**WHAT YOU WILL DO**. Exact repetition is required: output every record in full.

Stored entries:
◇ ◇ ◇ ◇ ◇

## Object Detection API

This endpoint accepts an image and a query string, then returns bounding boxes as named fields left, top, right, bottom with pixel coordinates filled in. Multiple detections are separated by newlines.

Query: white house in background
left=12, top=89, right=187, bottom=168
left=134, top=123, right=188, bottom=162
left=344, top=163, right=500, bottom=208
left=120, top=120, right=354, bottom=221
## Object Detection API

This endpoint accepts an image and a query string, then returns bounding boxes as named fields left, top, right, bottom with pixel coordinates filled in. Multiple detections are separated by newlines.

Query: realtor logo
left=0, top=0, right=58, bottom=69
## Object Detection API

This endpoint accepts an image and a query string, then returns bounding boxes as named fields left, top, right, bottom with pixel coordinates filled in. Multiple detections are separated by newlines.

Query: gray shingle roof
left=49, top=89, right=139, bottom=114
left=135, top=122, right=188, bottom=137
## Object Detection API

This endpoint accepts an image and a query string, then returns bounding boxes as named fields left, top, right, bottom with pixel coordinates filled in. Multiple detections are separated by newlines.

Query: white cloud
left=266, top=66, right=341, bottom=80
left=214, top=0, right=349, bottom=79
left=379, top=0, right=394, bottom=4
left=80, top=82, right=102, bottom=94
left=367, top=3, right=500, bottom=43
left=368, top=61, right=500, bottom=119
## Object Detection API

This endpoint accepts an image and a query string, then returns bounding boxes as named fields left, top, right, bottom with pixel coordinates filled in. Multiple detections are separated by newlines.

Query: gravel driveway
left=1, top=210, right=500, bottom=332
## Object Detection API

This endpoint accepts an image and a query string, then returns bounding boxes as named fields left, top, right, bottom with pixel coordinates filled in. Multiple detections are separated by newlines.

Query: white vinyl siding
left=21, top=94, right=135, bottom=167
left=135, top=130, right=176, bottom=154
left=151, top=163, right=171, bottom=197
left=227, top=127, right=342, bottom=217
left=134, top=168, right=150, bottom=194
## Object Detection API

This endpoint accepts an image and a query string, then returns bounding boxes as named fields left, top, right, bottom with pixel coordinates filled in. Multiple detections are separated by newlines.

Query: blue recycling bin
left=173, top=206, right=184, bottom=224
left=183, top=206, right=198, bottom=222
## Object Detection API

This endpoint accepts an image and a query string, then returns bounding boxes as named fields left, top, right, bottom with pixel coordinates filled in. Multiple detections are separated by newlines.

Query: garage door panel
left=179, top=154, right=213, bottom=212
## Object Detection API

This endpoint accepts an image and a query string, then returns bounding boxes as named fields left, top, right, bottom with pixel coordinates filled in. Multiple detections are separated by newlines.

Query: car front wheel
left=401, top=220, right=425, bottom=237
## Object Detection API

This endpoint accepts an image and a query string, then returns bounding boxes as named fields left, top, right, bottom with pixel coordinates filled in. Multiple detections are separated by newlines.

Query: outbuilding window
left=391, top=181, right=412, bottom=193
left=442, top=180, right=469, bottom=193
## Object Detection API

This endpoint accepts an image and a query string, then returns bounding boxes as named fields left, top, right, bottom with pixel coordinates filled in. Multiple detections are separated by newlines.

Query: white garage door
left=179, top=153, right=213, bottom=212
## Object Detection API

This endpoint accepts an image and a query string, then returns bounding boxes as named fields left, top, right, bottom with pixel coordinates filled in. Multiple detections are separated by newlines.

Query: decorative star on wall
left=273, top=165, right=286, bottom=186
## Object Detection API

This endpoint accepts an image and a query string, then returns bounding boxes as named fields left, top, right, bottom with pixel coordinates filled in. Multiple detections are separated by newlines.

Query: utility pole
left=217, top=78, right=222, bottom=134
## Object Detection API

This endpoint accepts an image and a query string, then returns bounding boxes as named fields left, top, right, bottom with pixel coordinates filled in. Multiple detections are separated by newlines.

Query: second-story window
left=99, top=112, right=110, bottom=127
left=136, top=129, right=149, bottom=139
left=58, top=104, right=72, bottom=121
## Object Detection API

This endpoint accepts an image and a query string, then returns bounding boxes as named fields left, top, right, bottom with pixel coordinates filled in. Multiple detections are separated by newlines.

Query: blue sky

◇ ◇ ◇ ◇ ◇

**ANSWER BOX**.
## Object Detection API

This endpoint accepts an image and a query string, then returns bounding boxes as named fields left, top, right, bottom with pixel coordinates filled in. Multiple detections are separated by newlines.

Query: white house in background
left=12, top=89, right=187, bottom=168
left=134, top=123, right=188, bottom=162
left=344, top=163, right=500, bottom=208
left=120, top=120, right=354, bottom=221
## Object Detection API

This endpoint accepts an image and a query string, then returns bounding boxes as named fields left, top, right, bottom with pixel coordinates filled in. Multiple detections are separated by newlines.

Query: realtor logo
left=0, top=0, right=58, bottom=69
## Object Detection API

This endpoint accepts an image and a query string, then returns bounding boxes as named fields left, top, right, bottom with pixel coordinates filled in. Multiple detections are separated by newlines.

Query: gray shingle roof
left=49, top=89, right=139, bottom=114
left=135, top=122, right=188, bottom=137
## Object Detection API

This endpoint accepts an image and a query string, then returns bounding boxes as named fields left, top, right, bottom with pixel coordinates filled in. Multiple detections are separated by newlines.

Query: white cloud
left=266, top=66, right=341, bottom=80
left=214, top=0, right=349, bottom=79
left=379, top=0, right=394, bottom=4
left=80, top=82, right=102, bottom=94
left=367, top=3, right=500, bottom=43
left=368, top=61, right=500, bottom=119
## Object Detection API

This endpoint accepts an image and a query string, then returns bounding boxes as named fields left, top, right, bottom with pixel coordinates filled in. Multiple detections are separated by newlines.

Query: gravel driveway
left=1, top=210, right=500, bottom=332
## Object Detection API

This endpoint accepts an image and a query string, then returns bounding boxes as named fields left, top, right, bottom with pixel coordinates filled in. Multiple detections are separated by newlines.

Query: white vinyl siding
left=21, top=94, right=135, bottom=167
left=135, top=130, right=176, bottom=154
left=151, top=163, right=171, bottom=197
left=227, top=127, right=342, bottom=217
left=134, top=168, right=150, bottom=194
## Object Detection API

This endpoint accepts an image and a query string, then returns bounding boxes as named fields left, top, right, bottom with pixel coordinates filled in. Multiple detections are separated by newlines.

Query: blue recycling bin
left=173, top=206, right=184, bottom=224
left=183, top=206, right=198, bottom=222
## Object Detection API

This endpoint accepts an image and a query string, then returns bounding boxes as named fields left, top, right, bottom with pixel coordinates filled in. Multiple detections are separated by newlines.

Query: garage door panel
left=179, top=154, right=213, bottom=212
## Object Detection API

This endpoint accepts an image and a query string, then returns bounding boxes as named fields left, top, right, bottom with pixel coordinates filled in. Multiple detections are separated by newlines.

Query: car front wheel
left=401, top=220, right=425, bottom=237
## Object Detection API

This endpoint accepts an image and a query string, then returns bounding boxes as named fields left, top, right, bottom with pixel coordinates filled in. Multiple detections are separated by newlines.

Query: outbuilding window
left=391, top=181, right=412, bottom=193
left=442, top=180, right=469, bottom=193
## Object Detection API

This endpoint accepts an image and a query string, then returns bounding boxes as named fields left, top, right, bottom with pixel coordinates filled in. Multiple detections are separated by newlines.

Query: white garage door
left=179, top=153, right=213, bottom=212
## Object Detection API

This endpoint accepts an image and a query string, then returns bounding boxes as named fields left, top, right, bottom with pixel coordinates filled in. Multiple detections are separated by newlines.

Query: decorative star on wall
left=273, top=165, right=286, bottom=186
## Object Detection API

This endpoint accepts an image and a query string, then returns bounding boxes as named fields left, top, right, bottom with pixel coordinates filled in. Multiple detections are separated by newlines.

Query: utility pole
left=217, top=78, right=222, bottom=134
## Object Detection API

This endpoint accepts an image and a query string, then returns bounding boxes as named fields left, top, right, bottom with pixel coordinates filled in. Multiple detections are separated by newlines.

Query: second-story window
left=99, top=112, right=110, bottom=127
left=136, top=129, right=149, bottom=139
left=58, top=104, right=72, bottom=121
## Object Detection API

This endpoint accepts an image and a query string, then returns bounding boxes as named fields left, top, right, bottom with pixel coordinates filled in. Multiple detections are separated by newlines.

Query: blue sky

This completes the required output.